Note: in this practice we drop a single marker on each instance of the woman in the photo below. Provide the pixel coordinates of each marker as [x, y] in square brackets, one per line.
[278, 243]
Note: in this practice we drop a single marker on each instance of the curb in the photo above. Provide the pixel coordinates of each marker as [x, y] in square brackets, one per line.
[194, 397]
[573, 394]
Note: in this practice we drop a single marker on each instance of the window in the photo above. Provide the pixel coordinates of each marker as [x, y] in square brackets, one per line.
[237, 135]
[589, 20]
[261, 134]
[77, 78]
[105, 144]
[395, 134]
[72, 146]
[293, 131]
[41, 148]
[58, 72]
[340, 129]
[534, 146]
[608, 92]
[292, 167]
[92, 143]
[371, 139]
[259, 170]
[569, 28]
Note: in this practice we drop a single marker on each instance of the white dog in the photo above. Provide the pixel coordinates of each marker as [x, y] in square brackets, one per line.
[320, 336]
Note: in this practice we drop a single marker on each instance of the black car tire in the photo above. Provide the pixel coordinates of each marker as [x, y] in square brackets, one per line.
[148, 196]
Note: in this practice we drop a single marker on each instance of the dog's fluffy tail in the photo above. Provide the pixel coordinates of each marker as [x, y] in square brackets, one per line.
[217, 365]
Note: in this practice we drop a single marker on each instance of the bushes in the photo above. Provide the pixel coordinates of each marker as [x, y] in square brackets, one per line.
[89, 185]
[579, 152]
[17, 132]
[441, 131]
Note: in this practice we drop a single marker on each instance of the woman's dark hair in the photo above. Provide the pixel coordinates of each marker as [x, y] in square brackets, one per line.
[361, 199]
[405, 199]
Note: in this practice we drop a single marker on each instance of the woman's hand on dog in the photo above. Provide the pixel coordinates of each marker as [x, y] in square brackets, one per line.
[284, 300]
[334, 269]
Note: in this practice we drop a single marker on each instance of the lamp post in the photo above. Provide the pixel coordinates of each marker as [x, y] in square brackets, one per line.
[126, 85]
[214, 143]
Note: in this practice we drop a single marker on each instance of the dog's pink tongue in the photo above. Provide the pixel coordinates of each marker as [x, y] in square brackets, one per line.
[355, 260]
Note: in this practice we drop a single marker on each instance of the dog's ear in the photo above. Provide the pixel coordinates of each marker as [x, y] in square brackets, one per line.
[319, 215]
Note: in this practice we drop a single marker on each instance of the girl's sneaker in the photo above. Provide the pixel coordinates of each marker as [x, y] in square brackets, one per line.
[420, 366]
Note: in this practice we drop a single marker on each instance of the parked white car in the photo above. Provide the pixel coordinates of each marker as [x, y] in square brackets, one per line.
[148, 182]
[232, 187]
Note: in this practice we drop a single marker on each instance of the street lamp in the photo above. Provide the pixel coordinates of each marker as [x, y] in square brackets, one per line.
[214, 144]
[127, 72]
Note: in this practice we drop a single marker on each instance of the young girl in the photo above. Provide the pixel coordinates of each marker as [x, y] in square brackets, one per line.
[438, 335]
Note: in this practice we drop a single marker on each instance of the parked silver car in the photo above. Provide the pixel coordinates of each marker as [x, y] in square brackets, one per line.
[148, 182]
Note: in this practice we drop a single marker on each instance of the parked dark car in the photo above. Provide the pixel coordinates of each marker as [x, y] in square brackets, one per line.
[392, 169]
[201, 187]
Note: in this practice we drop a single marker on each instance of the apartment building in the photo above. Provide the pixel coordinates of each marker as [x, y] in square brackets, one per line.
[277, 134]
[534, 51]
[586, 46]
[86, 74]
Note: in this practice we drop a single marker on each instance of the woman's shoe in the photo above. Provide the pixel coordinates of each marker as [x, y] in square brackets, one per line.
═══
**Uit te voeren opdracht:** Zet alstublieft al het bovenstaande materiaal om in een Markdown-tabel met de kolommen "Nr." en "Regel". Geef elke regel een rijnummer en laat lege regels weg.

**Uitgewerkte oplossing:**
| Nr. | Regel |
|---|---|
| 1 | Note: in this practice we drop a single marker on each instance of the woman in the photo below. Provide the pixel coordinates of each marker as [x, y] in square brackets, one per line. |
| 2 | [278, 243] |
| 3 | Note: in this practice we drop a single marker on each instance of the curb in the photo above. Provide the pixel coordinates of each marker as [x, y] in square brackets, one per line. |
| 4 | [194, 397] |
| 5 | [573, 394] |
| 6 | Note: in this practice we drop a single marker on each instance of the window in the photo above. Provide the pixel coordinates of each marker as [x, y] in square brackets, one per line. |
| 7 | [237, 135] |
| 8 | [589, 20] |
| 9 | [261, 134] |
| 10 | [77, 78] |
| 11 | [105, 144] |
| 12 | [395, 134] |
| 13 | [72, 146] |
| 14 | [293, 131] |
| 15 | [41, 148] |
| 16 | [58, 72] |
| 17 | [340, 129] |
| 18 | [534, 146] |
| 19 | [608, 92] |
| 20 | [292, 167] |
| 21 | [92, 143] |
| 22 | [371, 139] |
| 23 | [259, 170] |
| 24 | [569, 28] |
| 25 | Note: in this practice we drop a single marker on each instance of the white dog in the photo above. Provide the pixel coordinates of each marker as [x, y] in square brackets, one per line. |
| 26 | [320, 336] |
| 27 | Note: in this practice we drop a single marker on each instance of the black car tire in the photo above. Provide the pixel coordinates of each marker as [x, y] in square brackets, one per line. |
| 28 | [148, 196] |
| 29 | Note: in this practice we drop a single marker on each instance of the dog's fluffy tail in the photo above. Provide the pixel coordinates of each marker as [x, y] in square brackets, one per line. |
| 30 | [217, 365] |
| 31 | Note: in this practice we drop a single marker on each instance of the bushes in the photo above. Provide the pixel coordinates of each marker as [x, y] in square brackets, one per line. |
| 32 | [89, 185] |
| 33 | [579, 152] |
| 34 | [17, 132] |
| 35 | [441, 131] |
| 36 | Note: in this practice we drop a single marker on each instance of the woman's dark hair in the photo above. Provide the pixel coordinates of each marker as [x, y] in square brackets, one per line. |
| 37 | [361, 199] |
| 38 | [405, 199] |
| 39 | Note: in this practice we drop a single marker on each instance of the woman's hand on dog in the photo above. Provide the pixel coordinates of each marker as [x, y] in square brackets, one per line. |
| 40 | [284, 300] |
| 41 | [334, 269] |
| 42 | Note: in this practice we drop a single marker on each instance of the lamp post in the photo above. Provide the pixel coordinates of each marker as [x, y] in square brackets, one per line. |
| 43 | [126, 85] |
| 44 | [214, 143] |
| 45 | Note: in this practice we drop a single marker on each instance of the dog's pink tongue in the photo above. Provide the pixel coordinates of each marker as [x, y] in square brackets, one per line. |
| 46 | [355, 260] |
| 47 | Note: in this practice we drop a single marker on each instance of the dog's ear in the photo above. Provide the pixel coordinates of each marker as [x, y] in square brackets, one per line. |
| 48 | [319, 215] |
| 49 | Note: in this practice we drop a single marker on each instance of the girl's sneaker in the photo above. Provide the pixel coordinates of each marker as [x, y] in square brackets, one per line. |
| 50 | [420, 366] |
| 51 | Note: in this practice we drop a single marker on each instance of the parked white car in the photo above. Provide the pixel coordinates of each marker as [x, y] in square brackets, one per line. |
| 52 | [148, 182] |
| 53 | [232, 187] |
| 54 | Note: in this practice we drop a single marker on each instance of the street lamp in the photo above. Provide the pixel coordinates of each marker as [x, y] in square brackets, one per line. |
| 55 | [214, 144] |
| 56 | [127, 72] |
| 57 | Note: in this practice we drop a single marker on each instance of the young girl in the photo above. Provide the pixel coordinates of each marker as [x, y] in square brackets, one per line. |
| 58 | [438, 335] |
| 59 | Note: in this practice we drop a single marker on each instance of the parked silver car in the photo above. Provide the pixel coordinates of each marker as [x, y] in square brackets, one per line. |
| 60 | [148, 182] |
| 61 | Note: in this practice we drop a single marker on each instance of the parked dark car in the photo above. Provide the pixel coordinates of each marker as [x, y] in square brackets, one per line. |
| 62 | [392, 169] |
| 63 | [201, 187] |
| 64 | Note: in this practice we drop a single marker on each instance of the apartment building in the photo above. Provide the pixel coordinates of each marker as [x, y] in square brackets, one per line. |
| 65 | [277, 134] |
| 66 | [534, 51] |
| 67 | [586, 46] |
| 68 | [86, 74] |
| 69 | Note: in this practice we drop a single marker on each instance of the woman's shoe in the photo above. Provide the pixel coordinates of each marker as [x, y] in square brackets, one per line. |